» **Exercise aim**:
Each record in the material below must be written out again exactly.

» **Dataset records**:
⁂

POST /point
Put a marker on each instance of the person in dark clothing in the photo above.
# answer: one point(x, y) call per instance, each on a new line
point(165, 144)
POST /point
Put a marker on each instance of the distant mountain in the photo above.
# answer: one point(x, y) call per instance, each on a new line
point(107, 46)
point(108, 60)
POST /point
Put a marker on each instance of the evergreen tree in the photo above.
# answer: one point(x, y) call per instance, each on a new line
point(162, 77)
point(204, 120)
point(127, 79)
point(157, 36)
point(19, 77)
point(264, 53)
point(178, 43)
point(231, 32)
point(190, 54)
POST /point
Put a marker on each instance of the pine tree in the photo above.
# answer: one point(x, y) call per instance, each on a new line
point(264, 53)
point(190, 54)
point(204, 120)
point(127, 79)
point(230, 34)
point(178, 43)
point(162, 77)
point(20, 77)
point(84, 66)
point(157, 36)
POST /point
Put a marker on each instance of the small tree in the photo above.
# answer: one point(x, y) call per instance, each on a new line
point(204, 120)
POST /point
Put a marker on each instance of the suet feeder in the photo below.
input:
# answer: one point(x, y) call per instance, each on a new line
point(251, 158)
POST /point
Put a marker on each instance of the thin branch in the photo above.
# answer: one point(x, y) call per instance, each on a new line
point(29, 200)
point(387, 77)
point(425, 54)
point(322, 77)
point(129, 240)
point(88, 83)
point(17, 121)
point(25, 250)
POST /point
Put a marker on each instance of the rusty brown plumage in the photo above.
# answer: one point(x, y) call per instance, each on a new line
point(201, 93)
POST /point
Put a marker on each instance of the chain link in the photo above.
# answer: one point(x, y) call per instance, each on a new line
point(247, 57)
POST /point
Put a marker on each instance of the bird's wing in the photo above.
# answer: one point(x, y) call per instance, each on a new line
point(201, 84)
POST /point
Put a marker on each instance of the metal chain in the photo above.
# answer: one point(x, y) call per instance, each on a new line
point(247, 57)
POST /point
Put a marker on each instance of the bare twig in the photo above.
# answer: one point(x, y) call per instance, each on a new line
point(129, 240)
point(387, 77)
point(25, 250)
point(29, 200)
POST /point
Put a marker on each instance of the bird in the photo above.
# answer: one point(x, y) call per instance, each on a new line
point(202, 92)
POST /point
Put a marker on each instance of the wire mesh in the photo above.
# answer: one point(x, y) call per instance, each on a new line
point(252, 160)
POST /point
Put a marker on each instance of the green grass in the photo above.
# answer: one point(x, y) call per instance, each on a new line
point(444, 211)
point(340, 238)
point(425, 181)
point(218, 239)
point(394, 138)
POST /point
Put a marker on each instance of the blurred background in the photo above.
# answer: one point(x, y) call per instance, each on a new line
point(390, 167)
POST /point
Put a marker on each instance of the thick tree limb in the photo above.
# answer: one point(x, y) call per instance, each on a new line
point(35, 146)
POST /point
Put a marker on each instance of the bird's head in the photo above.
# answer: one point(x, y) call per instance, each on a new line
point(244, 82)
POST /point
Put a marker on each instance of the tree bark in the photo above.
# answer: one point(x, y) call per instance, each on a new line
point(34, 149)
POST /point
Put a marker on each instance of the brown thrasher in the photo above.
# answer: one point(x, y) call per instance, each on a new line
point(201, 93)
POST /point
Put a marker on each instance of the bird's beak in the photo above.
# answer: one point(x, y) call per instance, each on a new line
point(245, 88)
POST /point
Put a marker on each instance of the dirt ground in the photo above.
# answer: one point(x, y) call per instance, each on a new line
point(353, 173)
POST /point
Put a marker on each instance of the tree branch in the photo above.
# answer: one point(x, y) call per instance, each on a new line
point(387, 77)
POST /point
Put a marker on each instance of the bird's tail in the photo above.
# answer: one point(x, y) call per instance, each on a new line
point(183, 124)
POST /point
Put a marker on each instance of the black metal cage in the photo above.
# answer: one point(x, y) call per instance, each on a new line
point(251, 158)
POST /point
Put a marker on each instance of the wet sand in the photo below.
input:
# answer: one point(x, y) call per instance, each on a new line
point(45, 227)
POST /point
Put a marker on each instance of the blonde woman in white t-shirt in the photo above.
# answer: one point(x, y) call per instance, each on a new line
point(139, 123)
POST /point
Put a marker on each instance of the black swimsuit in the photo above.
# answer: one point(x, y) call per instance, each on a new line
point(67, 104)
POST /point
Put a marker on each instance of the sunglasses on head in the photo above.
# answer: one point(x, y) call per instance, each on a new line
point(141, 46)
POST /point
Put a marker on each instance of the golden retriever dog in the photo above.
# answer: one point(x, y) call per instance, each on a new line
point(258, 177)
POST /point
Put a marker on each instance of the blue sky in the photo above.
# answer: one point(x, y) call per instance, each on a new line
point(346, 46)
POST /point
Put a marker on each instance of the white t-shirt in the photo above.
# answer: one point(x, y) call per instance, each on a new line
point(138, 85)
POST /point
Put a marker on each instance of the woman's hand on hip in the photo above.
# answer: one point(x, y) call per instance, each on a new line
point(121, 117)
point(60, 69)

⁂

» **Output below**:
POST /point
Put a marker on each instance of the person in dark clothing in the photo above.
# answer: one point(x, y) call per instance, each on a new line
point(165, 144)
POST /point
Put a marker on each instance of the distant mountain in the photo above.
# answer: one point(x, y) call per instance, each on a new line
point(107, 46)
point(108, 60)
POST /point
Put a marker on each instance of the evergreen tree in the photo above.
# answer: one point(x, y) call per instance, each on a new line
point(162, 77)
point(204, 120)
point(127, 79)
point(157, 36)
point(19, 77)
point(264, 53)
point(178, 43)
point(231, 32)
point(190, 54)
POST /point
Put a marker on each instance of the pine tree in the photo above.
# answer: one point(x, y) call per instance, each on a new line
point(264, 53)
point(190, 54)
point(204, 120)
point(127, 79)
point(230, 34)
point(178, 43)
point(162, 77)
point(20, 77)
point(84, 66)
point(157, 36)
POST /point
Put a marker on each instance of the small tree in the photo above.
# answer: one point(x, y) call per instance, each on a new line
point(204, 120)
POST /point
Put a marker on each instance of the suet feeder in the photo below.
input:
# answer: one point(x, y) call per instance, each on a new line
point(251, 158)
POST /point
Put a marker on each instance of the thin branch in the photo above.
# answer: one point(x, y) call per instance, each on a new line
point(29, 200)
point(387, 77)
point(425, 54)
point(322, 77)
point(129, 240)
point(88, 83)
point(17, 121)
point(25, 250)
POST /point
Put a marker on each instance of the rusty brown plumage in the photo above.
# answer: one point(x, y) call per instance, each on a new line
point(201, 93)
POST /point
Put a marker on each instance of the chain link in the photo above.
# answer: one point(x, y) call per instance, each on a new line
point(247, 57)
POST /point
Put a marker on each instance of the bird's wing in the photo above.
# answer: one point(x, y) call per instance, each on a new line
point(201, 84)
POST /point
Put a marker on each instance of the metal chain in the photo above.
# answer: one point(x, y) call per instance, each on a new line
point(247, 57)
POST /point
Put a marker on each instance of the bare twig in the photo above.
# answer: one point(x, y) call per instance, each on a new line
point(129, 240)
point(387, 77)
point(25, 250)
point(29, 200)
POST /point
Put a marker on each instance of the bird in the photo above.
# answer: one point(x, y) call per instance, each on a new line
point(202, 92)
POST /point
Put a marker on each instance of the wire mesh in the photo above.
# answer: one point(x, y) call per instance, each on a new line
point(252, 160)
POST /point
Put a marker on each instance of the green grass in the photo above.
# answer: one point(x, y) call per instance, each on a new line
point(444, 211)
point(340, 238)
point(425, 181)
point(218, 239)
point(394, 138)
POST /point
Put a marker on each instance of the blurred background in the photo above.
# answer: one point(x, y) call per instance, each on a new line
point(390, 167)
POST /point
Put a marker on each instance of the thick tree limb in the photo above.
# answer: one point(x, y) call per instance, each on a new line
point(35, 146)
POST /point
Put a marker on each instance of the bird's head in the photo above.
# answer: one point(x, y) call per instance, each on a new line
point(244, 82)
POST /point
Put a marker on each instance of the tree bark in the photo above.
# answer: one point(x, y) call per instance, each on a new line
point(34, 149)
POST /point
Put a marker on each instance of the brown thrasher in the photo above.
# answer: one point(x, y) call per instance, each on a new line
point(201, 93)
POST /point
Put a marker on each instance of the bird's beak in the photo above.
# answer: one point(x, y) call per instance, each on a new line
point(245, 88)
POST /point
Put a marker on each instance of the dirt ground in the photo above.
# answer: one point(x, y) call per instance, each on a new line
point(353, 173)
POST /point
Put a marker on each instance of the tree branch in the photo above.
# answer: one point(x, y) call per instance, each on a new line
point(387, 77)
POST /point
Put a marker on each instance of the bird's tail in the photo above.
# answer: one point(x, y) call per instance, each on a new line
point(183, 124)
POST /point
Put a marker on each instance of the black metal cage in the photo above.
# answer: one point(x, y) call per instance, each on a new line
point(251, 158)
POST /point
Put a marker on each instance of the wet sand in the photo below.
input:
# answer: one point(x, y) call per instance, each on a new line
point(45, 227)
POST /point
Put a marker on each instance of the blonde woman in white t-shirt in the photo above.
# answer: one point(x, y) call per instance, each on a new line
point(139, 123)
POST /point
Put a marker on each instance of the black swimsuit in the photo above.
# answer: one point(x, y) call per instance, each on a new line
point(67, 104)
POST /point
Put a marker on each instance of the sunglasses on head in the photo above.
# answer: one point(x, y) call per instance, each on a new line
point(141, 46)
POST /point
Put a marker on each instance of the golden retriever dog in the photo above.
# answer: one point(x, y) call per instance, each on a new line
point(258, 177)
POST /point
Put a marker on each instance of the blue sky in the photo above.
# answer: one point(x, y) call per instance, each on a new line
point(346, 46)
POST /point
Put a marker on each instance of the white t-shirt in the photo above.
# answer: one point(x, y) call per instance, each on a new line
point(138, 85)
POST /point
Put a marker on each instance of the woman's hand on hip in the photo above.
# answer: one point(x, y) call per instance, each on a new line
point(121, 117)
point(60, 69)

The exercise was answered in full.